Re: [Rdkit-discuss] Double Bond Stereochemistry in the RDKit

2018-12-04 Thread Kovas Palunas
Ok cool!  I did actually just run into an issue while doing some tests: 
https://github.com/rdkit/rdkit/issues/2183.  This issue brings up a question 
for me about where the smiles writer actually looks for stereochem info when it 
decides what to write.

Also, I ran into the same snag earlier too Dan!

- Kovas

From: Dan Nealschneider 
Date: Tuesday, December 4, 2018 at 10:05 AM
To: "col...@gmail.com" 
Cc: Kovas Palunas , rdkit discuss 

Subject: Re: [Rdkit-discuss] Double Bond Stereochemistry in the RDKit

I've done some in-memory translation of molecules to ROMols, and have used #2 
without major problems. I do remember needing to make sure that the stereoatoms 
are in the correct order - that is, that the first stereoatom is bonded to the 
beginAtom of the bond. In Python, this is something like:

bond = mol.GetBondBetweenAtoms(begin, end)
if bond.GetBeginAtomIdx() != begin:
 assert bond.GetBeginAtomIdx() == end
 stereoatom1, stereoatom2 = stereoatom2, stereoatom1
bond.SetStereoAtoms(stereoatom1, stereoatom2)
bond.SetStereo(stereo)

- dan nealschneider

(né wandschneider)

Records from a data source:

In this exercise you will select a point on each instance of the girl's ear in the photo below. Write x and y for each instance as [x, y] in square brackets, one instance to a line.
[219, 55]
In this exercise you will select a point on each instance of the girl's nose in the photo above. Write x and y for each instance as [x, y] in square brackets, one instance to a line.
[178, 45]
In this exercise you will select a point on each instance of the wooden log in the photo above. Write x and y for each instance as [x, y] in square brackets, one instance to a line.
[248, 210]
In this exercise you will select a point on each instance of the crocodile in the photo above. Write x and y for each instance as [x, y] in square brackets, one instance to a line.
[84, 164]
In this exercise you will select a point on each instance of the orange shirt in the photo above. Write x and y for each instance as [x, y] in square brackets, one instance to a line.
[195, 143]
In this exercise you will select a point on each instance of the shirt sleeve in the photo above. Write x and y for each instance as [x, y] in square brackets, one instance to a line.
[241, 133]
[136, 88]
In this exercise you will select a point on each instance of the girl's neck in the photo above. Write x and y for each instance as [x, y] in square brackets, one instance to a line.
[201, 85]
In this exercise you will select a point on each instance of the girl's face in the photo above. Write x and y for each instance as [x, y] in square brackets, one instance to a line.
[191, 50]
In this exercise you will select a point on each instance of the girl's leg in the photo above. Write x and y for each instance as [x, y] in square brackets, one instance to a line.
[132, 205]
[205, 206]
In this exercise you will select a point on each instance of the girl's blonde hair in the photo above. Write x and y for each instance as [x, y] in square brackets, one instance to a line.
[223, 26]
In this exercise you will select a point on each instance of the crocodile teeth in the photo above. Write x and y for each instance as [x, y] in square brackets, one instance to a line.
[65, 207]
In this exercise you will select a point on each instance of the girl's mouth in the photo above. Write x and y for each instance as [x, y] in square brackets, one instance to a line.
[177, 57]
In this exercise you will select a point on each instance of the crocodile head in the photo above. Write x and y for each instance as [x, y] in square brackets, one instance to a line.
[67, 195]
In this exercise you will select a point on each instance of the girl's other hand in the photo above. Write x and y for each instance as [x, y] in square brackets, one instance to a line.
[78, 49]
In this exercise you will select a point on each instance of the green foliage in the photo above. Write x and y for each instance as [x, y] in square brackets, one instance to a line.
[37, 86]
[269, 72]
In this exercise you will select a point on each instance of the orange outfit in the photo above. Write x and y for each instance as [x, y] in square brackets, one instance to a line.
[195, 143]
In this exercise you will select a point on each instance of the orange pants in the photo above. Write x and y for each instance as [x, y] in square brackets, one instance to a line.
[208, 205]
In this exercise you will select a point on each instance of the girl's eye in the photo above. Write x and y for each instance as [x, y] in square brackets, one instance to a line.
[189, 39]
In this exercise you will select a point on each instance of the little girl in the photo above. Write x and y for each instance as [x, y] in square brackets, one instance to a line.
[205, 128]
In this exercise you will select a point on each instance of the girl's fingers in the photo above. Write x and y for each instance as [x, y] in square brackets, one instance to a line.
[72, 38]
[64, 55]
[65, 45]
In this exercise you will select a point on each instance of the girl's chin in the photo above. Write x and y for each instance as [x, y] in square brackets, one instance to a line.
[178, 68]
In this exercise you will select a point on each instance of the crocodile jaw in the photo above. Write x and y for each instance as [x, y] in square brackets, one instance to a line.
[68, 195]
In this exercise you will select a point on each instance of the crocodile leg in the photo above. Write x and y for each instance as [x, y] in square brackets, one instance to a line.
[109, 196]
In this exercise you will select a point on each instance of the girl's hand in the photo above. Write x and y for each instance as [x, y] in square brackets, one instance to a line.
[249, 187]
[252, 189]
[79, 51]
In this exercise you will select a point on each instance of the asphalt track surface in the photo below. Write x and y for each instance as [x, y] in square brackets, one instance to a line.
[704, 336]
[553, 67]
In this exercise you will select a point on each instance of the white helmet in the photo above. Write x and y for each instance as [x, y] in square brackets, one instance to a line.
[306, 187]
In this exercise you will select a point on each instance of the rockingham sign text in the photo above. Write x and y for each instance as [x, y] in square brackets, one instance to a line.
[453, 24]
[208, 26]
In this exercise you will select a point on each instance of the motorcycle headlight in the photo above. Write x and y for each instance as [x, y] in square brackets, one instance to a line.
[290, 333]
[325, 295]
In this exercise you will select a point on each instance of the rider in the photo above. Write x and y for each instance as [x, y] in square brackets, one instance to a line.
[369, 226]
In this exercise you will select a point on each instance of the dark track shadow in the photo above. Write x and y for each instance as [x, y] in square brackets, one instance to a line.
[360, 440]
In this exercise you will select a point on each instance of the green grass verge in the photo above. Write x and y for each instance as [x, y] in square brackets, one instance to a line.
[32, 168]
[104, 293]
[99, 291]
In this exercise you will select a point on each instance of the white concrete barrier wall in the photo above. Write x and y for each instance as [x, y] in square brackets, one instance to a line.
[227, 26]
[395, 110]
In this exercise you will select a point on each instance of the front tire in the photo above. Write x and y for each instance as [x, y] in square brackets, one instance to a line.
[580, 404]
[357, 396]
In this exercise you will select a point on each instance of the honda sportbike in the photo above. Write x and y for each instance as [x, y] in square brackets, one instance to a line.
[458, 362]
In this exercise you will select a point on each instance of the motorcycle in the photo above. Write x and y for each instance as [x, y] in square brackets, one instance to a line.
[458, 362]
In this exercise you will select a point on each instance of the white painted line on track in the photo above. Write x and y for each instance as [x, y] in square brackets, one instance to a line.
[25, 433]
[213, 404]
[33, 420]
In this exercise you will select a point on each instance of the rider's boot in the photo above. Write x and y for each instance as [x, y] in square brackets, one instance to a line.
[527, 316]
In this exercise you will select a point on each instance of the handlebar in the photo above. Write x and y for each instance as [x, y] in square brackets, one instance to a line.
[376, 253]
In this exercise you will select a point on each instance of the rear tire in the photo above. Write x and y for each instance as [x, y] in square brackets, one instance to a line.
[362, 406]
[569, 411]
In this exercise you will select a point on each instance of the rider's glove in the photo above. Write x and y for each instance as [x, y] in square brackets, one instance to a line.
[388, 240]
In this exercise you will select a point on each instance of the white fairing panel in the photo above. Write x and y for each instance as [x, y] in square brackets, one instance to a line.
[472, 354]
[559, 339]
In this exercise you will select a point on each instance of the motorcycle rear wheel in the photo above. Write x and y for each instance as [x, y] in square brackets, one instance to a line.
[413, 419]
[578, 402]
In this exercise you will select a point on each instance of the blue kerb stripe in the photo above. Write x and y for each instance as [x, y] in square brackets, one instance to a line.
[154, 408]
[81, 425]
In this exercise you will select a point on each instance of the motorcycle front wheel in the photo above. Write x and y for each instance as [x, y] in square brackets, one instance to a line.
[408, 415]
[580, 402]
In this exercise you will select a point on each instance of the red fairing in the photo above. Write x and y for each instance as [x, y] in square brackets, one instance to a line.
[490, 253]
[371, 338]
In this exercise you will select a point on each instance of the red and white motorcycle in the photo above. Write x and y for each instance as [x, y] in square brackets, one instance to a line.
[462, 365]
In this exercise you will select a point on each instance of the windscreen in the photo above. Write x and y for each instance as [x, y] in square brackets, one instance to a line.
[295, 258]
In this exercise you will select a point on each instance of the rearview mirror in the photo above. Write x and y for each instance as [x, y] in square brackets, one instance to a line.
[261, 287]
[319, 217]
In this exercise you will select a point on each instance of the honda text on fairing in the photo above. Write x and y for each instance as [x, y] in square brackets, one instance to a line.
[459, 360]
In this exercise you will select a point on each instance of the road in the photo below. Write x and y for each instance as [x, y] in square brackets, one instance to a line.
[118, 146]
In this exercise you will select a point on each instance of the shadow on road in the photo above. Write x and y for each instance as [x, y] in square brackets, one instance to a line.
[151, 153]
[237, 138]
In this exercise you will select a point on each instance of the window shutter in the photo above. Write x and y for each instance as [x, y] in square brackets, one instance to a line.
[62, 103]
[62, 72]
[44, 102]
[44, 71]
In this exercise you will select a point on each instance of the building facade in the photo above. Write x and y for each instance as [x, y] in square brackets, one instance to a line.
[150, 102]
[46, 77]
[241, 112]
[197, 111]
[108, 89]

- [Exercises]:
(a) Summarize the thread on double bond stereochemistry in the RDKit in two sentences.
(b) Answer these questions about the thread on double bond stereochemistry in the RDKit:
(i) What number does the GitHub issue that Kovas Palunas ran into have?
(ii) At what time on Tuesday, December 4, 2018, was Dan Nealschneider's message sent?
(iii) Which method call is the last line of the Python code?

- [List of solutions]:
(a) Kovas Palunas reports running into GitHub issue 2183 during testing, which leaves him wondering where the SMILES writer looks for stereochemistry information when it decides what to write. Dan Nealschneider says he has used #2 without major problems when translating molecules to ROMols in memory, though he had to make sure the first stereoatom is bonded to the beginAtom of the bond.

(b)
(i) 2183
(ii) 10:05 AM
(iii) bond.SetStereo(stereo)